> _Brief_
Will you output all of the data below exactly, omitting the images?
[[ Provided records, beginning ]]
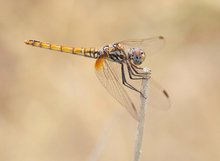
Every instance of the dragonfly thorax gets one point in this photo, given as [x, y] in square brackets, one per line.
[137, 56]
[115, 53]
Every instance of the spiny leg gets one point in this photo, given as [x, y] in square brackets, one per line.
[124, 81]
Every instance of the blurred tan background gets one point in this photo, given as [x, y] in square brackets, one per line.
[52, 106]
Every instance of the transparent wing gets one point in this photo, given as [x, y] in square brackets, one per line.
[109, 75]
[149, 45]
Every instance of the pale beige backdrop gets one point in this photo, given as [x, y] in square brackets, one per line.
[53, 108]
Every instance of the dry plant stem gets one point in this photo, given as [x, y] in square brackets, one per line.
[140, 126]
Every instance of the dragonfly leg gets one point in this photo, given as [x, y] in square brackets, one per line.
[132, 72]
[124, 81]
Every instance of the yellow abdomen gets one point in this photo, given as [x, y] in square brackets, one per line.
[88, 52]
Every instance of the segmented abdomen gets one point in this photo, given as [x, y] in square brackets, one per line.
[88, 52]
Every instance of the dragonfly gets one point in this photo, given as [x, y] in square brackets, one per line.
[118, 68]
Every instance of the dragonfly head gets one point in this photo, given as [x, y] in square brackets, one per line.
[137, 56]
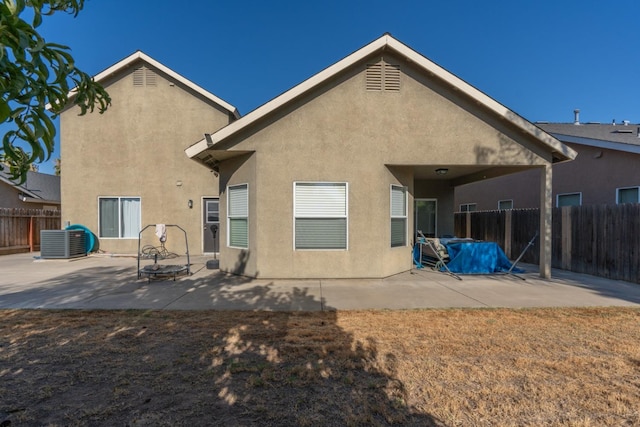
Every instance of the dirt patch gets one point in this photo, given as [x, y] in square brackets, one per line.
[574, 367]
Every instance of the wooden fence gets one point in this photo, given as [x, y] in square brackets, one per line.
[601, 240]
[20, 228]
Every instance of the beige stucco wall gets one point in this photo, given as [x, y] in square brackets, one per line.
[136, 149]
[371, 140]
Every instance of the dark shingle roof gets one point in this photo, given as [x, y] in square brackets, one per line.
[619, 133]
[38, 185]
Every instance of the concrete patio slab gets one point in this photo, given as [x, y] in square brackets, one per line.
[105, 282]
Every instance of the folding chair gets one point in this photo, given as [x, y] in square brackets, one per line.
[437, 257]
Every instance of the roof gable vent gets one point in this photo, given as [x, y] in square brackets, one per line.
[383, 76]
[150, 77]
[144, 76]
[138, 77]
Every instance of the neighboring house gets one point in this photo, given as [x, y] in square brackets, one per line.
[606, 171]
[126, 169]
[39, 191]
[332, 178]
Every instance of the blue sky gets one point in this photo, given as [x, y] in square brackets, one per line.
[541, 59]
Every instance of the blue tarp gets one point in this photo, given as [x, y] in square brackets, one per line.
[478, 258]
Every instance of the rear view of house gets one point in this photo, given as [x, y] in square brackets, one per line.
[334, 177]
[126, 168]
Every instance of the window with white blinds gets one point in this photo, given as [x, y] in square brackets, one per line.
[398, 216]
[320, 215]
[238, 216]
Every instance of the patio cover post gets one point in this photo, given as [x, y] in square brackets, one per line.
[546, 204]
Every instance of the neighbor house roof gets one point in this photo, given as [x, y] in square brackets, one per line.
[388, 44]
[141, 56]
[38, 187]
[621, 137]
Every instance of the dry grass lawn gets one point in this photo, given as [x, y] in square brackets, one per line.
[498, 367]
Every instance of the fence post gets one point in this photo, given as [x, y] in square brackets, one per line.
[546, 203]
[507, 233]
[31, 233]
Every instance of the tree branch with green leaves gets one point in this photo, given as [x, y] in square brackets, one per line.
[37, 81]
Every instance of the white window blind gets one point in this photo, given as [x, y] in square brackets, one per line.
[320, 211]
[238, 216]
[398, 216]
[119, 217]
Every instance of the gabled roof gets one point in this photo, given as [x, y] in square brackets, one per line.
[388, 44]
[619, 137]
[141, 56]
[38, 187]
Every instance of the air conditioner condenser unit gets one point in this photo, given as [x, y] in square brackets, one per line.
[62, 244]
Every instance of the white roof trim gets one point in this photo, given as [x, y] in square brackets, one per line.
[139, 55]
[599, 143]
[384, 42]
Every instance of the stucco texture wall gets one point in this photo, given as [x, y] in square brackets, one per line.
[371, 140]
[136, 149]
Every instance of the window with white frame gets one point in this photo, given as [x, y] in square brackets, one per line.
[238, 216]
[505, 204]
[568, 199]
[119, 217]
[628, 195]
[398, 216]
[320, 215]
[468, 207]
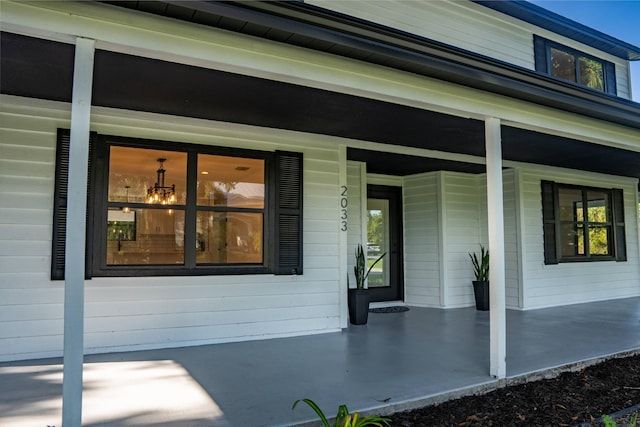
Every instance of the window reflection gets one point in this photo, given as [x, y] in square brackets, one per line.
[[ Provided records, end ]]
> _Completed task_
Every instance of the dragonfly thorax gets one point in this photo, given as [x, y] in square brackets, one per line.
[137, 56]
[115, 53]
Every instance of the spiny leg gets one point in this photo, given as [x, y] in square brackets, one per line.
[124, 81]
Every instance of the blurred tan background gets one point in this photo, given as [x, y] in square brackets, one per line.
[52, 106]
Every instance of the transparent wing gets one point in this photo, given as [x, y] in square brackets, one per line.
[109, 75]
[149, 45]
Every instance of the pale beige backdrop gets one point in this photo, given as [x, y] in square brackets, one per line.
[53, 108]
Every instance of the dry plant stem gets one point in this photo, given as [x, y] in square brackets, one per line.
[140, 126]
Every instance of the dragonfly leg gets one point in this photo, given as [x, y] in square brackets, one per line.
[132, 72]
[124, 81]
Every instance of the yellow abdomen gets one point in this photo, given as [x, y] in square brackets, one per line.
[88, 52]
Every instance of the segmented abdomen gets one point in this photo, given as [x, y] in square brackets, one per line.
[88, 52]
Every instance of the dragonfly gets one point in this photo, given as [x, y] in square brackets, one per line.
[118, 68]
Every instance of the dragonfly head gets one point in this photo, given as [x, y] in square brackets, one per line.
[137, 56]
Every instance of the dirt patch gets one point in this photo, given as [x, y] in square brackets, one per line.
[574, 367]
Every instance of the wooden fence gets one point in this photo, given as [x, y] in square brackets, one per line.
[601, 240]
[20, 228]
Every instance of the beige stucco wall gets one point in this photo, given as [x, y] in square brackets, one per line.
[136, 149]
[371, 140]
Every instance of the dark shingle roof gets one point in this photo, given as [x, y] in square brackets, one per line.
[619, 133]
[38, 185]
Every instance of the concrete patio slab gets one point in this photo, given as [x, y] in square brackets, one per line.
[105, 282]
Every instance of the folding chair gets one point in this photo, given as [x, y] in square brackets, one per line.
[437, 257]
Every instance of the roof gable vent gets one point in this photo, given as [x, y] in square brackets, one per line.
[383, 76]
[150, 77]
[144, 76]
[138, 77]
Every instance of the neighboring house gets one point in this photo, given as [x, y] in square brackets, one per line.
[606, 171]
[126, 169]
[39, 191]
[332, 178]
Every instance of the blue sky gets one point in this photo, given as [x, y] in square brackets, one per line.
[541, 59]
Every instance of the blue tarp gets one point in this photo, given as [x, y] in square brackets, one per line.
[478, 258]
Every instance of the rear view of house gets one point in this photo, given as [x, y] in square brackets, one per line.
[334, 177]
[126, 168]
Every instance of the window with white blinds gets one point in this photo, given as [x, y] in square brackets, one per line.
[398, 216]
[320, 215]
[238, 216]
Every instance of the patio cover post gets one point in this photo, given as [x, y] in square brackets, one per line.
[546, 204]
Every instance of the neighbor house roof gets one point in this photo, given as [x, y] in square brackets, one per line.
[388, 44]
[141, 56]
[38, 187]
[621, 137]
Every instance of the dry grass lawn gets one point in this photo, given as [x, y] in square brackets, one per line.
[498, 367]
Every instance of the fence post gets one point in this photo, given as [x, y] in square brackets, one per line.
[546, 203]
[507, 233]
[31, 233]
Every instance of the tree branch with green leaves gets one point in this photo, given as [x, y] in square brackets, one per line.
[37, 81]
Every instance of the white window blind gets one point in this photo, given as [x, y] in square brackets, one per line.
[320, 211]
[238, 216]
[398, 216]
[119, 217]
Every instance of the gabled roof gets one point in this photo, given as [x, y] in square brackets, one per line.
[388, 44]
[619, 137]
[141, 56]
[38, 187]
Every instance of the air conditioner condenser unit gets one point in this photo, given as [x, y] in square brackets, one per line.
[62, 244]
Every instance of the white roof trim gets one point in this photo, given as [x, y] in square brackets, one per line.
[139, 55]
[599, 143]
[384, 42]
Every instance of the stucco texture wall gets one point in this photo, given as [x, y] in square brackets, one per line.
[371, 140]
[136, 149]
Every instance of the window with white frame gets one point in this photo, given as [x, y] in square brackets, one per line.
[238, 216]
[505, 204]
[568, 199]
[119, 217]
[628, 195]
[398, 216]
[320, 215]
[468, 207]
Every instance of the window reflection gets one point in this photo, given as [x, y] in square brackets, one per line.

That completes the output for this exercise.